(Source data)
++++++++++++++++++++

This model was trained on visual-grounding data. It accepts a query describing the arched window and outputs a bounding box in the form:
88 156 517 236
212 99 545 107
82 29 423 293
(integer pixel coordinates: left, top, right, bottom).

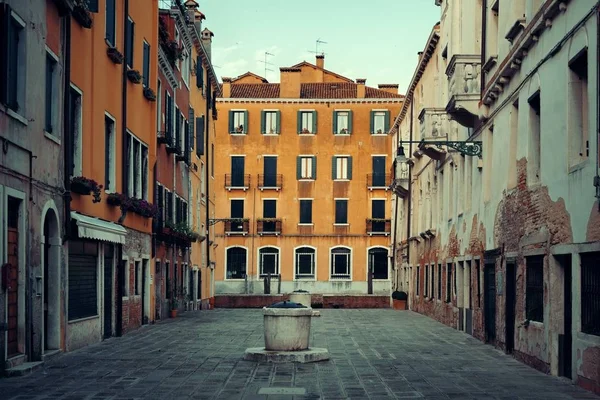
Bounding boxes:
258 247 279 277
294 247 316 279
369 247 389 279
331 247 352 279
227 247 247 279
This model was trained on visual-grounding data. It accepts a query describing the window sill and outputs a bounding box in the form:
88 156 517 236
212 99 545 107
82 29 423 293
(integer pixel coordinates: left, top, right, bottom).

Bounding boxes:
44 131 60 146
2 106 29 126
68 315 100 324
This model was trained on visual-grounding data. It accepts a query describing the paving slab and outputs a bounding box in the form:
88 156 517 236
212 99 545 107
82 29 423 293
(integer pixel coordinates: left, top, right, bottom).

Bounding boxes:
0 309 600 400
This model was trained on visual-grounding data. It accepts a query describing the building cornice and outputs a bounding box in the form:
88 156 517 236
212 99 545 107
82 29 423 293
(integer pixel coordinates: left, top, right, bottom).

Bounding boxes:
217 97 404 104
390 23 440 133
158 46 179 90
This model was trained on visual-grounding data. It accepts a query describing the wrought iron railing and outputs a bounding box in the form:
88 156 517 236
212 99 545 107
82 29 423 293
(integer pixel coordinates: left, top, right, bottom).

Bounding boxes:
367 218 392 235
258 174 283 190
256 218 282 235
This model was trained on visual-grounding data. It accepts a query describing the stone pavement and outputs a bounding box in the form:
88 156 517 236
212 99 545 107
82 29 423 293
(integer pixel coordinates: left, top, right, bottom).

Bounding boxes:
0 309 598 400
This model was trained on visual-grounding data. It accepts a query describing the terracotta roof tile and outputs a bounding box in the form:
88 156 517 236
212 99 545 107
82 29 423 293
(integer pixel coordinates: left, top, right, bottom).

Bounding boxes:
231 83 279 99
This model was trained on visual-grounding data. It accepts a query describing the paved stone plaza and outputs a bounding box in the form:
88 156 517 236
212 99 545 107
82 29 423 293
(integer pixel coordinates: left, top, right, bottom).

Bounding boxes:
0 309 598 399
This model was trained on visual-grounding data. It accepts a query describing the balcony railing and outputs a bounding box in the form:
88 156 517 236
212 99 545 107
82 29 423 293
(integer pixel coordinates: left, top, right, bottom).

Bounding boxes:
256 218 282 236
446 54 481 128
224 218 250 235
225 174 250 190
367 173 392 190
367 218 392 236
258 174 283 190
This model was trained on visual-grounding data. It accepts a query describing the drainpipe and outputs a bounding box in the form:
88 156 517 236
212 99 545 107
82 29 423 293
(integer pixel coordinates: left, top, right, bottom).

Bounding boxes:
479 0 487 100
63 14 73 243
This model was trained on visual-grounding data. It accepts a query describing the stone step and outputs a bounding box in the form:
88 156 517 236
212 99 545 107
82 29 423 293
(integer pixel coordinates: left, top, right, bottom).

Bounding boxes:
5 361 44 376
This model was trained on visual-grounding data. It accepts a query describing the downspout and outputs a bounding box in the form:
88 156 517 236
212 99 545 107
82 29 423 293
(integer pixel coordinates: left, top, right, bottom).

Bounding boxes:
63 14 73 243
479 0 487 101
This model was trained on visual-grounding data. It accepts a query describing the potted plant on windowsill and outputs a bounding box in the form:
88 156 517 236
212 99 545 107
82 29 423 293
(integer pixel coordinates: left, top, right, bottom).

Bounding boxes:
127 69 142 85
71 176 102 203
106 47 124 64
144 87 156 101
72 0 92 29
392 290 408 310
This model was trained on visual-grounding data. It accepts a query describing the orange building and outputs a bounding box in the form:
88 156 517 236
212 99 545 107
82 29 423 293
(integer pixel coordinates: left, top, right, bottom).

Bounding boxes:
215 55 403 294
65 0 158 350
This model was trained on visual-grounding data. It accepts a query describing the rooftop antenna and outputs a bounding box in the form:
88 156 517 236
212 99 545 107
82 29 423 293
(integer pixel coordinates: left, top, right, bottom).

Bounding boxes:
308 38 327 56
258 51 275 79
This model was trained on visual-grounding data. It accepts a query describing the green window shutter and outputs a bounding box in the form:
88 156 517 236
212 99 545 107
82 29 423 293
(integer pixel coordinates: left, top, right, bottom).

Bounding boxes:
383 111 390 133
348 156 352 180
331 111 337 135
244 110 250 133
331 156 337 180
275 110 281 134
348 111 352 133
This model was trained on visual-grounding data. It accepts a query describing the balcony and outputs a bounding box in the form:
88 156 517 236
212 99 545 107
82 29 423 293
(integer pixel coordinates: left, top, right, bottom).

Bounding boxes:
446 54 481 128
367 218 392 236
224 218 250 236
258 174 283 191
225 174 250 191
256 218 282 236
367 173 392 190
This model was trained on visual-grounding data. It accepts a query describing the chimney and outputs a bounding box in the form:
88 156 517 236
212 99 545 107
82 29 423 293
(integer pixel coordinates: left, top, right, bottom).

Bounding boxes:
377 83 398 94
202 28 215 60
356 79 367 99
317 54 325 69
279 67 302 99
223 77 231 99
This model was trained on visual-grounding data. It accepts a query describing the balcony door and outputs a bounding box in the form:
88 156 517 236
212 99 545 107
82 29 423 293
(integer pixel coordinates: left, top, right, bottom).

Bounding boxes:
371 200 385 233
231 200 244 232
373 156 387 187
231 156 246 187
263 156 277 188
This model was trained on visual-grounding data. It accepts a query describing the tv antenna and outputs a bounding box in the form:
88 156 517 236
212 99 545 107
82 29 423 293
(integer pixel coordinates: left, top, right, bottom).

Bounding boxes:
258 51 275 79
308 38 327 56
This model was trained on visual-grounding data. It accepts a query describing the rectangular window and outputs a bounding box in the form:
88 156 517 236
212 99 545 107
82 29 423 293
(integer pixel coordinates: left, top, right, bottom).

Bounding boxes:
567 48 590 167
44 53 59 135
142 40 150 87
298 111 317 133
125 17 135 68
332 156 352 180
335 200 348 224
300 199 312 224
581 253 600 336
0 9 26 114
104 115 116 192
229 111 248 134
333 111 352 135
127 133 148 200
525 256 544 322
296 156 317 179
261 111 281 135
104 0 117 47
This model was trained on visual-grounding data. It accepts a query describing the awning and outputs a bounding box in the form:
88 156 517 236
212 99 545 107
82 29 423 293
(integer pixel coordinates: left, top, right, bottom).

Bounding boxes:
71 211 127 244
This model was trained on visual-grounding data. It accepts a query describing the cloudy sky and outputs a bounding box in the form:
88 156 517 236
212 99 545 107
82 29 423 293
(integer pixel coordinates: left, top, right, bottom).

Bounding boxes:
198 0 440 93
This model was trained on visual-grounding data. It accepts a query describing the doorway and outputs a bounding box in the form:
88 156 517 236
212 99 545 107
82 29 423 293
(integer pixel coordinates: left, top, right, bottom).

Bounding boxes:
103 244 114 339
504 260 517 354
483 261 496 342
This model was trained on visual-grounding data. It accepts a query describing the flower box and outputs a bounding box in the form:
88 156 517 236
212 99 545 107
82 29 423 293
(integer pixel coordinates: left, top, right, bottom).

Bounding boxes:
127 69 142 85
144 87 156 101
106 47 124 64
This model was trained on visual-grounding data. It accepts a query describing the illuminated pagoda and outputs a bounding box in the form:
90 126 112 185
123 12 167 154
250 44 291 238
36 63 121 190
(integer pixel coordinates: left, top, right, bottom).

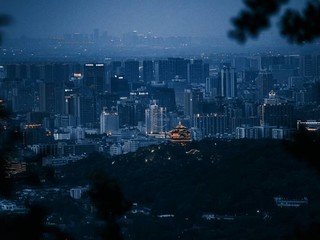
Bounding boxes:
168 122 192 143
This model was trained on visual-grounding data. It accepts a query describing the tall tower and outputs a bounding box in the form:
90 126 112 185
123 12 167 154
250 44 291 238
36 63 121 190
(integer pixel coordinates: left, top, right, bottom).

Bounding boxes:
84 63 106 93
142 60 154 83
255 70 275 99
184 89 203 119
100 108 119 134
145 100 166 134
124 60 139 84
220 65 237 98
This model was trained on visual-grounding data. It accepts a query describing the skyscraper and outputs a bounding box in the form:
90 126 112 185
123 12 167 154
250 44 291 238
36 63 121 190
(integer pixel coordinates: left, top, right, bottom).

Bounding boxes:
255 70 275 99
142 60 154 83
124 60 139 84
145 100 166 134
84 63 106 93
220 64 237 98
100 108 119 134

++++++++++++++++++++

## GIVEN REQUEST:
Starting at the first line of the items and stopping after the line that contains "231 83 279 99", give those lines as a numbered list with blank lines omitted. Leave the pictures out of your answer.

## EXPECTED ANSWER:
1. This model was trained on visual-grounding data. It accepts a query describing the arched window and outputs a bounding box in the form:
2. 88 156 517 236
3. 212 99 545 107
4. 82 29 423 293
5. (integer pixel coordinates: left, top, right, bottom).
6. Bounding boxes:
7. 258 247 279 277
8. 294 247 316 279
9. 369 247 389 279
10. 331 247 352 279
11. 227 247 247 279
12. This model was trained on visual-grounding data. It accepts a query describing the window sill and outputs a bounding box in the form:
13. 88 156 517 236
14. 212 99 545 107
15. 82 29 423 293
16. (integer pixel coordinates: left, top, right, bottom).
17. Bounding boxes:
18. 44 131 60 146
19. 2 106 29 126
20. 68 315 100 324
21. This model was trained on visual-grounding data. It accepts a query describing the paving slab and outputs a bounding box in the form:
22. 88 156 517 236
23. 212 99 545 107
24. 82 29 423 293
25. (integer pixel coordinates: left, top, right, bottom).
26. Bounding boxes:
27. 0 309 600 400
28. This model was trained on visual-grounding data. It accepts a query describing the building cornice and outputs a bounding box in the form:
29. 88 156 517 236
30. 212 99 545 107
31. 82 29 423 293
32. (integer pixel coordinates: left, top, right, bottom).
33. Bounding boxes:
34. 217 97 404 104
35. 390 23 440 133
36. 158 46 179 90
37. This model was trained on visual-grounding data. It accepts a query describing the wrought iron railing and outputs a bounding box in the form:
38. 88 156 517 236
39. 212 99 545 107
40. 82 29 423 293
41. (integer pixel coordinates: left, top, right, bottom).
42. Bounding boxes:
43. 367 218 392 235
44. 258 174 283 190
45. 256 218 282 235
46. This model was trained on visual-grounding data. It accepts a query describing the stone pavement and outputs a bounding box in the form:
47. 88 156 517 236
48. 212 99 545 107
49. 82 29 423 293
50. (integer pixel coordinates: left, top, right, bottom).
51. Bounding boxes:
52. 0 309 598 400
53. This model was trained on visual-grounding data. It accepts a query describing the terracotta roof tile and outputs a bounding box in the form:
54. 88 156 517 236
55. 212 99 545 107
56. 82 29 423 293
57. (integer pixel coordinates: left, top, right, bottom).
58. Bounding boxes:
59. 231 83 279 99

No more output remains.